● Task description: Copy out every line of the listing below word for word, with nothing changed.

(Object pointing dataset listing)
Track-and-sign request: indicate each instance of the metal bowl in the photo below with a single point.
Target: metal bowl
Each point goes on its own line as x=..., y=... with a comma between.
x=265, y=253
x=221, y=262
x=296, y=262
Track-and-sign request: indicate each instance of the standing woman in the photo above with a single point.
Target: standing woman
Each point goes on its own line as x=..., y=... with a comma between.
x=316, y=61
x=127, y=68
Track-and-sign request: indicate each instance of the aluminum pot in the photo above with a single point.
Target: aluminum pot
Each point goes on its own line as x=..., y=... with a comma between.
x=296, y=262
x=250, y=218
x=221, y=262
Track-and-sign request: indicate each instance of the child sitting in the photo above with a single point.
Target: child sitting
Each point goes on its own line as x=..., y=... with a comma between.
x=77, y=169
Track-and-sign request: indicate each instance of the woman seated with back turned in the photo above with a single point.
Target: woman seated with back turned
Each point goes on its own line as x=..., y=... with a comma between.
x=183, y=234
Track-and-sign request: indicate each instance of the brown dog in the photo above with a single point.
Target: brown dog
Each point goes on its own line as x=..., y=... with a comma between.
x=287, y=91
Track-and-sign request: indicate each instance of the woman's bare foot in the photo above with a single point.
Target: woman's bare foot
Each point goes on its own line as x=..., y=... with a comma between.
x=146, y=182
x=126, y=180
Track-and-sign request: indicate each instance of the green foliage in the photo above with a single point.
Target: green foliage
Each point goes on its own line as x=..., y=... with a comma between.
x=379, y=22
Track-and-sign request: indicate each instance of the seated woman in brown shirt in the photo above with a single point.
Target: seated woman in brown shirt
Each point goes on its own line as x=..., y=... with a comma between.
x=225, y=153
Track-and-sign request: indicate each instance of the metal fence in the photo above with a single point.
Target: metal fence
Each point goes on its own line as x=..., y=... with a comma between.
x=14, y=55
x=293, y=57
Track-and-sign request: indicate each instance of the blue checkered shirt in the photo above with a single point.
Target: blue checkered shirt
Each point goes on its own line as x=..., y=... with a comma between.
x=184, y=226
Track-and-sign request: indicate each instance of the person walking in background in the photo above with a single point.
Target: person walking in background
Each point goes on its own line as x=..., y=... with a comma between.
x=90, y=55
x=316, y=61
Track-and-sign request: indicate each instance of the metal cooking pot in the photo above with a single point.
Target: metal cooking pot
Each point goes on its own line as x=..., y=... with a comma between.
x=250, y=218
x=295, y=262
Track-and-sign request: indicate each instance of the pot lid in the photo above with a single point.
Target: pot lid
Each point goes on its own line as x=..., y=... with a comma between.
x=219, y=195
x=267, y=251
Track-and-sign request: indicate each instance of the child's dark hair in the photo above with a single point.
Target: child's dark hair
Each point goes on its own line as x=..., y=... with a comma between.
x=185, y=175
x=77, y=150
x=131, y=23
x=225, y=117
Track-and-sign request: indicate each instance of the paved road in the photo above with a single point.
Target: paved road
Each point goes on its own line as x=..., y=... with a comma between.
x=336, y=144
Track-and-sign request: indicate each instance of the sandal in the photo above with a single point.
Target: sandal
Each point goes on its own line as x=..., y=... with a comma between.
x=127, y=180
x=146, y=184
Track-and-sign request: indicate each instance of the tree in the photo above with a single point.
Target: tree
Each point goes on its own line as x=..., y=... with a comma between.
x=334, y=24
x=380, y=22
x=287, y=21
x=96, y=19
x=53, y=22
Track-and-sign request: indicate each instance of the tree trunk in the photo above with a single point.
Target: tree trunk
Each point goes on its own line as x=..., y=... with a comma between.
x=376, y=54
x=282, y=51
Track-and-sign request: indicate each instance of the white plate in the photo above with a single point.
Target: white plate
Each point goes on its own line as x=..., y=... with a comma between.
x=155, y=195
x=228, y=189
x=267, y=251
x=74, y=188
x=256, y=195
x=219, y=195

● The solution:
Track-and-sign request: indicate each instance of the metal bowl in the photo below with a single point.
Target: metal bowl
Each point goes on its own line as x=..., y=... with a comma between.
x=265, y=253
x=221, y=262
x=296, y=262
Track-and-sign request: indicate each instance of the standing woman in the photo above with a single point.
Target: standing woman
Each point goes on its own line as x=..., y=... with a comma between.
x=316, y=61
x=127, y=68
Track-and-sign request: indicate each instance of the aluminum pot in the photo above with a single point.
Target: aluminum pot
Each point goes on its own line as x=..., y=... with a comma between.
x=296, y=262
x=250, y=218
x=221, y=262
Track-and-sign request: indicate each instance of the child sitting in the photo above with a single point.
Target: child sitting
Each point goes on its own line as x=..., y=... with a comma between.
x=77, y=169
Track-and-sign request: indicate each instance of the woman seated with back turned in the photo above with a single point.
Target: woman seated with back turned
Each point goes on its own line as x=..., y=... with a comma between.
x=183, y=234
Track-and-sign request: indicate each instance of the brown dog in the photo above with a single point.
Target: brown dog
Each point goes on its own line as x=..., y=... with a comma between.
x=287, y=91
Track-and-sign request: indicate each instance of the woman's bare foot in the photo above with a single point.
Target: woman's bare foot
Each point goes on its own line as x=..., y=... with a comma between.
x=146, y=182
x=126, y=180
Track-and-sign request: indicate each instance of the green foliage in the photo above with a single point.
Target: green foliage
Each point goes on its own line as x=..., y=... with a comma between.
x=379, y=22
Track-and-sign request: indicate each instance of the seated woman in brown shirt in the photo above with a single point.
Target: seated woman in brown shirt
Each point goes on its own line as x=..., y=... with a comma between.
x=225, y=153
Track-and-sign request: indicate each instance of the metal fence in the photo above with a single point.
Target: metal fence
Each point goes on its own line as x=..., y=... with a comma between.
x=14, y=55
x=293, y=57
Track-and-sign request: indicate each instance of the blue checkered shirt in the photo above with a single point.
Target: blue checkered shirt
Each point goes on its own line as x=..., y=... with a comma between.
x=184, y=226
Track-and-sign request: indicate each instance of the person walking in background in the photo above with a single point.
Target: person walking in background
Each point goes on its own line as x=..., y=... with a comma between.
x=90, y=55
x=316, y=61
Track-and-sign request: indicate each instance of the metal cooking pot in the photo above with a single point.
Target: metal cooking pot
Each point goes on its own line as x=..., y=... with a comma between.
x=250, y=218
x=295, y=262
Track-and-sign request: indicate each instance of the pot lid in the photo above with a single point.
Target: pot lid
Each point goes on its own line as x=..., y=... with a comma between.
x=219, y=195
x=267, y=251
Track-and-sign request: indicate each instance of the child's dark hair in the photo above with a single point.
Target: child's dark hair
Each point goes on its own line as x=..., y=... with a comma between.
x=185, y=175
x=77, y=150
x=131, y=23
x=225, y=117
Track-and-sign request: indicate each instance of the paved road in the photo above with a single point.
Target: paved road
Each point goes on its own line as x=..., y=... with a comma between.
x=336, y=144
Track-and-sign request: indicate each instance of the sandal in the photo above with a single point.
Target: sandal
Each point goes on its own line as x=..., y=... with a comma between.
x=127, y=180
x=146, y=184
Track-and-sign request: indicate each instance of the tree in the photo above with a single point.
Target: tree
Each point goes on its own line as x=..., y=... with a comma between.
x=334, y=24
x=380, y=22
x=287, y=21
x=96, y=19
x=53, y=22
Track-and-sign request: indicate each instance of the tree trunk in the photo above with a single point.
Target: tree trunk
Each point goes on its own line as x=..., y=... with a comma between.
x=376, y=54
x=282, y=51
Track-and-sign request: indicate each instance of the white plate in the photo above with a single point.
Target: white plate
Each point goes on its own line as x=..., y=... with a comma between.
x=155, y=195
x=228, y=189
x=267, y=251
x=74, y=188
x=256, y=195
x=219, y=195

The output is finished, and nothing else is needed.